> [SUPPLIED TEXT]:
The package OptionalArgChecks.jl makes is possible to add checks to a function which can then be removed by calling the function with the @skip macro. For example, we can check if the input to a function f is an even number

function f(x::Number)
    iseven(x) || error("Input has to be an even number!")
    x
end

If you are doing more involved argument checking it can take quite some time to perform all your checks. However, if you want to be fast and are completely sure that you are always passing in the correct inputs to your function, you might want to remove them in some cases. Hence, we would like to transform the IR of the function above

julia> using IRTools
julia> using IRTools: @code_ir
julia> @code_ir f(1)1: (%1, %2)
  %3 = Main.iseven(%2)
  br 2 unless %3
  br 3
2:
  %4 = Main.error("Input has to be an even number!")
3:
  return %2

To some thing like this

julia> transformed_f(x::Number) = xtransformed_f (generic function with 1 method)
julia> @code_ir transformed_f(1)1: (%1, %2)
  return %2

Marking Argument Checks

As a first step we will implement a macro that marks checks which we might want to remove later by surrounding it with :meta expressions. This will make it easy to detect which part of the code can be removed. A :meta expression can be created like this

julia> Expr(:meta, :mark_begin):($(Expr(:meta, :mark_begin)))
julia> Expr(:meta, :mark_end):($(Expr(:meta, :mark_end)))

and they will not be evaluated but remain in your IR. To surround an expression with two meta expressions you can use a :block expression:

julia> ex = :(x+x):(x + x)
julia> Expr(:block, :(print(x)), ex, :(print(x)))quote
    print(x)
    x + x
    print(x)
end

Exercise

Define a macro @mark that takes an expression and surrounds it with two meta expressions marking the beginning and end of a check. Hints

Defining a function _mark(ex::Expr) which manipulates your expressions can help a lot with debugging your macro.

Solution:

function _mark(ex::Expr)
    return Expr(
        :block,
        Expr(:meta, :mark_begin),
        esc(ex),
        Expr(:meta, :mark_end),
    )
end

macro mark(ex)
    _mark(ex)
end

If you have defined a _mark function you can test that it works like this

julia> _mark(:(println(x)))quote
    $(Expr(:meta, :mark_begin))
    $(Expr(:escape, :(println(x))))
    $(Expr(:meta, :mark_end))
end

The complete macro should work like below

julia> function f(x::Number)
           @mark @show x
           x
       end;
julia> @code_ir f(2)1: (%1, %2)
  %3 = $(Expr(:meta, :mark_begin))
  %4 = Base.repr(%2)
  %5 = Base.println("x = ", %4)
  %6 = $(Expr(:meta, :mark_end))
  return %2
julia> f(2)x = 2
2

Removing Argument Checks

Now comes tricky part for which we need IRTools.jl. We want to remove all lines that are between our two meta blocks. You can delete the line that corresponds to a certain variable with the delete! and the var functions. E.g. deleting the line that defines variable %4 works like this:

julia> using IRTools: delete!, var
julia> ir = @code_ir f(2)1: (%1, %2)

> [TASK SET]:
a – Answer from the argument-check tutorial:
(i) Which macro, when used to call a function, removes the added checks?
(ii) What type of expression does the tutorial use to surround an expression with two meta expressions?
(iii) Which two functions does it name for deleting the line that corresponds to a certain variable?
b – Reproduce the stretch of the argument-check tutorial from "As a first step" through "Expr(:meta, :mark_begin):($(Expr(:meta, :mark_begin)))".
Use only the argument-check tutorial to answer.

> [MATERIAL PROVIDED]:

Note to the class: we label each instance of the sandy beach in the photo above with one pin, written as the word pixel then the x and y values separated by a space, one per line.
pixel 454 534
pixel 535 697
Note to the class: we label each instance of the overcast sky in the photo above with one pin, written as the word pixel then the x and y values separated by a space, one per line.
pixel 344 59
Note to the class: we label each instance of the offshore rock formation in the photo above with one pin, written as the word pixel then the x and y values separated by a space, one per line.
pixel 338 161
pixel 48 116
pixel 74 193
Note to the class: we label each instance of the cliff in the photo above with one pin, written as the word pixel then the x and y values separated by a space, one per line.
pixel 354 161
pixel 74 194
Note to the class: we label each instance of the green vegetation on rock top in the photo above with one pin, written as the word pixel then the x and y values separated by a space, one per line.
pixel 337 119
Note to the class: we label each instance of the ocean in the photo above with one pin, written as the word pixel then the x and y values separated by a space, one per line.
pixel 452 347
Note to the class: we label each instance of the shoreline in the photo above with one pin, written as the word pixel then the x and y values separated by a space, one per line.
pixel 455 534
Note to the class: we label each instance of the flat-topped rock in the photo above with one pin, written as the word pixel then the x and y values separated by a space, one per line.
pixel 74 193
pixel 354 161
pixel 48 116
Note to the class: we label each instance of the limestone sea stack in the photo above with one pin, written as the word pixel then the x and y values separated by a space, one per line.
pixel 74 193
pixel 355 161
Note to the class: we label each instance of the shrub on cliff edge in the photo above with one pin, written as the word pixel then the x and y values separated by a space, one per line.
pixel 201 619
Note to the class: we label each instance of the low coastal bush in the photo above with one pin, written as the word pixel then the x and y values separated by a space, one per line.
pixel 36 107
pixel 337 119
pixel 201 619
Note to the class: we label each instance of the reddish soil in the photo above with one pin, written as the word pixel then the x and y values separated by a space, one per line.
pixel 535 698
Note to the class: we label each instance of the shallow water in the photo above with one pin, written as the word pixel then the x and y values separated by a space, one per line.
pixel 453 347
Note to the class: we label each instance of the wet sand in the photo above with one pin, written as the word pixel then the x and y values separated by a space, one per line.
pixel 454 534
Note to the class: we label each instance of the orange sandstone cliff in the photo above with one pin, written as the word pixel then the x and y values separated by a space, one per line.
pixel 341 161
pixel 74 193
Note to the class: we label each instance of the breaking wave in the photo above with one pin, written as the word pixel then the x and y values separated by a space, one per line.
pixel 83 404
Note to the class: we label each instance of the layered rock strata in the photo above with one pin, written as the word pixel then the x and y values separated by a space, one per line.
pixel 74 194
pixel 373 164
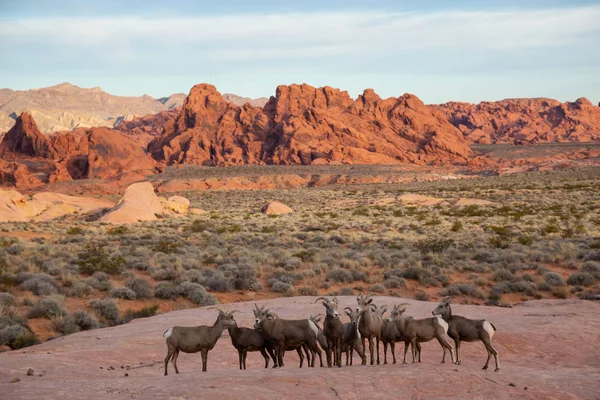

> [FINAL RESULTS]:
a –
(i) The @skip macro.
(ii) A :block expression.
(iii) delete! and var.

b –
As a first step we will implement a macro that marks checks which we might want to remove later by surrounding it with :meta expressions. This will make it easy to detect which part of the code can be removed. A :meta expression can be created like this

julia> Expr(:meta, :mark_begin):($(Expr(:meta, :mark_begin)))